» **Exercise brief**:
Would you reproduce the entries that follow exactly as they appear?

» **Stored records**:
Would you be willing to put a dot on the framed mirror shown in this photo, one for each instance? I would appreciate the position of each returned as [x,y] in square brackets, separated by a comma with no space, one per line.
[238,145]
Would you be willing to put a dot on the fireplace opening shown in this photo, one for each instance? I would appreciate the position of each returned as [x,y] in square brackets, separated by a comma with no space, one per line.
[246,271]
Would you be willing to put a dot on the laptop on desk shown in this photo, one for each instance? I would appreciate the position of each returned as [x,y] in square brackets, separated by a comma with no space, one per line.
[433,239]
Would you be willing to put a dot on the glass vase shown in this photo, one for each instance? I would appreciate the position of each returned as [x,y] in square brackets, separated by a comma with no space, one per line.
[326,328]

» **Solution to this problem**:
Would you be willing to put a dot on the framed mirror shown in this photo, one for each instance? I would appreciate the position of each returned as [x,y] in square brackets, separated by a comma with no space, one per line.
[238,145]
Would you be willing to put a dot on the fireplace opening shown in this photo, one for each instance? I would appreciate the position of each returned as [x,y] in square brackets, separated by a comma with no space, one per line.
[246,271]
Would you be willing to put a dot on the laptop on desk shown in this photo, one for each instance? I would appreciate the position of each returned as [x,y] in square brackets, separated by a comma with no space, one per line.
[433,239]
Would you be willing to put a dot on the glass vase shown in this photo, one for each instance? I would appreciate the position of each returned as [x,y] in square brackets, separated by a comma with no space, one per line.
[326,328]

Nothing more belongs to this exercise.